[Text shown]:
══════════════════════════════
# Hitachi excavator EX200-5



## Caiwu (Nov 10, 2009)

why on Hitachi excavator EX200-5,one side chain tread run faster so it will run to one side?Thank you very much.


----------



## tgeb (Feb 9, 2006)

Well let's start with the simple things.

Have you cleaned up the floor board and inspected around the mountings to make sure there is no mud, stones or other debris that would limit the travel of the controls? A little lubrication might be in order.

Have you followed the linkage from point to point to make sure it it not bent or contacting part of the machine or other component?

Next would be to verify the adjustment of the linkages.

Then check the hydraulic hoses for the entire circuit, for kinks, or crushed or kinked hoses and tubes, areas of deterioration. Visible Leaks?

Make sure and change the hydraulic filter.

Next in line would be a pressure test on the drive motors. You'll need the manual and some specialized tools for that.

I am sure I may have left out a few things, but this will get you started.


----------



## cexcavation (Apr 17, 2008)

TGEB pretty much nailed it. If both tracks are working and just not balanced, then you're more than likely looking at minimal issues as described. 

I once ran an old Insley that had a major seal out on the reverse side of one track and would blow oil everywhere if you tried to use it. I got very good at planning my routes so as to not have to turn that track in reverse........it was quite the deal. Glad it wasn't my machine cuz I would have gone broke trying to maintain it correctly. They just ran it that way and didn't seem to think it was worth fixing.


----------



## robin303 (Nov 15, 2009)

tgeb said:


> Well let's start with the simple things.
══════════════════════════════
[Point-based annotation data]
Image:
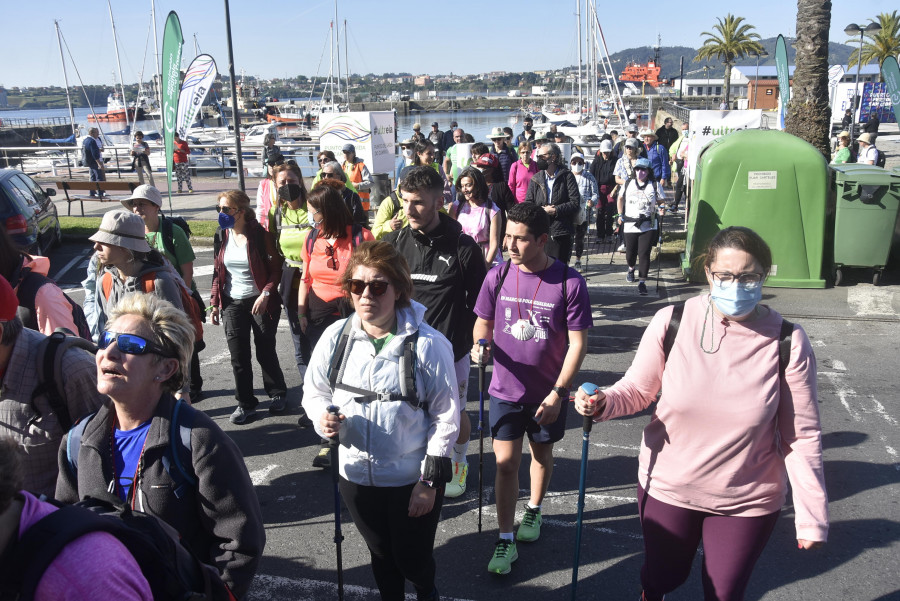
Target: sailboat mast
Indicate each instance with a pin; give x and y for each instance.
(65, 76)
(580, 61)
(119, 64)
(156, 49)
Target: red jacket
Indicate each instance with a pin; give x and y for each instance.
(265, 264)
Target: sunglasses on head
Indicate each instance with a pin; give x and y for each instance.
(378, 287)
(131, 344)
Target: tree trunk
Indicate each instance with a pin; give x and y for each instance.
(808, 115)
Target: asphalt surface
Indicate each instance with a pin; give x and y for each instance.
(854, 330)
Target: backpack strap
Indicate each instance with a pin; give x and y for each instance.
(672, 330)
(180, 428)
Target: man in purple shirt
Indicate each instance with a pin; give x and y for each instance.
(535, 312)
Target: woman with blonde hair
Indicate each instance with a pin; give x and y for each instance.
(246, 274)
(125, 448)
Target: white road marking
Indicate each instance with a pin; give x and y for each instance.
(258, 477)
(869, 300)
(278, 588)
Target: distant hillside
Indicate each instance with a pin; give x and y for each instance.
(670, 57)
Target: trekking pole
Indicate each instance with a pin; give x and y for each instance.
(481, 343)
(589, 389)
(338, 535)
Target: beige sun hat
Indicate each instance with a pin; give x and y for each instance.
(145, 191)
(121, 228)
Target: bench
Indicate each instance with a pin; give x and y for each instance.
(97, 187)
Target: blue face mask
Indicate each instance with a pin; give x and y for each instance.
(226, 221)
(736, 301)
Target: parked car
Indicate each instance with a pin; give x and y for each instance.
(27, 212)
══════════════════════════════
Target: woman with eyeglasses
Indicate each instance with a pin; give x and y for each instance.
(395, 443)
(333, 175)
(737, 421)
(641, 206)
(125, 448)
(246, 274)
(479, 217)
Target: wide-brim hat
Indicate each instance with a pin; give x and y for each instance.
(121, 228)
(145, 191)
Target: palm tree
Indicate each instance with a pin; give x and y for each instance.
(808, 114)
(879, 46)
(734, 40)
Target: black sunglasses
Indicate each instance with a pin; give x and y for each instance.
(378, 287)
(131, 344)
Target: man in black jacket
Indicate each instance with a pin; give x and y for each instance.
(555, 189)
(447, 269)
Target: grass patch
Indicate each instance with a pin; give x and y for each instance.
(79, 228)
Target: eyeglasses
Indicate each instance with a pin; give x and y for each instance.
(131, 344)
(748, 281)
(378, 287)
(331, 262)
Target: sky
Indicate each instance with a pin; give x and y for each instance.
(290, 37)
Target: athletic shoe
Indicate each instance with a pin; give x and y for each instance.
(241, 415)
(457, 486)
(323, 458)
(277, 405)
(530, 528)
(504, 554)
══════════════════════════════
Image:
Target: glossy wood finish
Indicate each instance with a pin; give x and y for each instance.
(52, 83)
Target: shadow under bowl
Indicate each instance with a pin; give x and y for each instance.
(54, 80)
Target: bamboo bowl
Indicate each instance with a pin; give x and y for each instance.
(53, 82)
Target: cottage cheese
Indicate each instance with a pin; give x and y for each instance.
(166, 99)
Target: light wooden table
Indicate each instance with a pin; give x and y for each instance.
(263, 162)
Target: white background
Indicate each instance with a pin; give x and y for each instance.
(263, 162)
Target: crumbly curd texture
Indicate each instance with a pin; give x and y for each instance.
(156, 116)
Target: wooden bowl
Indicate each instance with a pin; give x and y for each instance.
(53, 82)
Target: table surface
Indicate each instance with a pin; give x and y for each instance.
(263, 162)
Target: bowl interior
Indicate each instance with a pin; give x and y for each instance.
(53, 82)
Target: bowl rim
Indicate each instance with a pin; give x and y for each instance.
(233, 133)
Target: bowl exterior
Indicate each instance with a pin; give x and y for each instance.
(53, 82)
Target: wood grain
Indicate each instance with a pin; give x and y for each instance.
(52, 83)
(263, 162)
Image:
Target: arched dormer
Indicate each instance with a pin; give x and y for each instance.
══════════════════════════════
[Instruction]: Print the excavator forum thread again in full, word for word. The data have no connection to the excavator forum thread.

[Answer in full]:
# Hitachi excavator EX200-5



## Caiwu (Nov 10, 2009)

why on Hitachi excavator EX200-5,one side chain tread run faster so it will run to one side?Thank you very much.


----------



## tgeb (Feb 9, 2006)

Well let's start with the simple things.

Have you cleaned up the floor board and inspected around the mountings to make sure there is no mud, stones or other debris that would limit the travel of the controls? A little lubrication might be in order.

Have you followed the linkage from point to point to make sure it it not bent or contacting part of the machine or other component?

Next would be to verify the adjustment of the linkages.

Then check the hydraulic hoses for the entire circuit, for kinks, or crushed or kinked hoses and tubes, areas of deterioration. Visible Leaks?

Make sure and change the hydraulic filter.

Next in line would be a pressure test on the drive motors. You'll need the manual and some specialized tools for that.

I am sure I may have left out a few things, but this will get you started.


----------



## cexcavation (Apr 17, 2008)

TGEB pretty much nailed it. If both tracks are working and just not balanced, then you're more than likely looking at minimal issues as described. 

I once ran an old Insley that had a major seal out on the reverse side of one track and would blow oil everywhere if you tried to use it. I got very good at planning my routes so as to not have to turn that track in reverse........it was quite the deal. Glad it wasn't my machine cuz I would have gone broke trying to maintain it correctly. They just ran it that way and didn't seem to think it was worth fixing.


----------



## robin303 (Nov 15, 2009)

tgeb said:


> Well let's start with the simple things.